[THE INPUT]:
^^^^

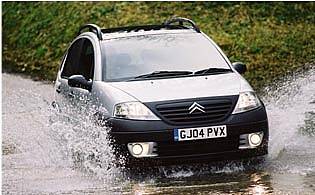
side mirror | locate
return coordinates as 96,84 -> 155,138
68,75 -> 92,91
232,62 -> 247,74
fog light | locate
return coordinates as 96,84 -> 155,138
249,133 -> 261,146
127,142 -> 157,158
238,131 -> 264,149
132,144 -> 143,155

^^^^

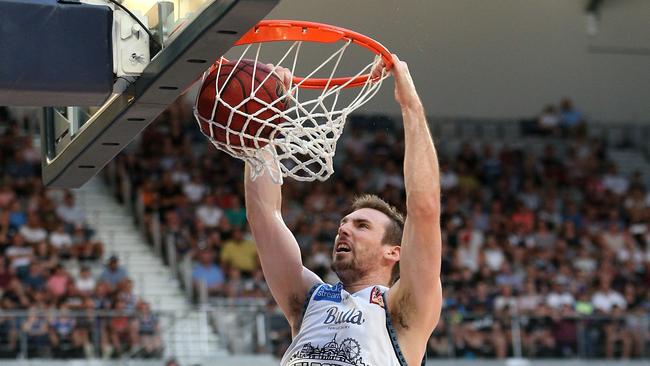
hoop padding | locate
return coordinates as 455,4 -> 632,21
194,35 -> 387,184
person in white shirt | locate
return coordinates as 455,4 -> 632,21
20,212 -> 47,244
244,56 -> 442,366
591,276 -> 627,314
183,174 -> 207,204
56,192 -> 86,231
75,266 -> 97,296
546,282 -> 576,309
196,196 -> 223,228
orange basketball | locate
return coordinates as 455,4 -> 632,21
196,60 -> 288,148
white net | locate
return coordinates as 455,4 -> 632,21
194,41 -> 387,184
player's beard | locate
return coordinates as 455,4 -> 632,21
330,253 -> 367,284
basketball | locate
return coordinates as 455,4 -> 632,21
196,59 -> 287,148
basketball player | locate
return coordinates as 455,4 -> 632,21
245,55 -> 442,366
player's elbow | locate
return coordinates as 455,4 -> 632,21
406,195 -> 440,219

^^^^

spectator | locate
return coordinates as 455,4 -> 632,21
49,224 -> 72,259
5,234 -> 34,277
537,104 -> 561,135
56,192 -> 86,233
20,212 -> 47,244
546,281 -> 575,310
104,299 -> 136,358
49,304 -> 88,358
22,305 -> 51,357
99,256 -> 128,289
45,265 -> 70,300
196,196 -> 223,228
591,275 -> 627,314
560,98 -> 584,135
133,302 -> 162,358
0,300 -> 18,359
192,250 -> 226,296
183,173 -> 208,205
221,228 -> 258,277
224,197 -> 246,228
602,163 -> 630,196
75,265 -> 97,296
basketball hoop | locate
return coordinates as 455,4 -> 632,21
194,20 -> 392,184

^^^^

[WHAT YOU HAVE TO DO]: Rewrite the part that opens with the line containing "side mirror | locate" and closes with the line containing "232,62 -> 247,74", replacing "side mirror" with "wing mirror" and leaving everything else unchanged.

[CORRECT OUTPUT]:
wing mirror | locate
return coordinates as 96,84 -> 155,138
68,75 -> 92,91
232,62 -> 247,74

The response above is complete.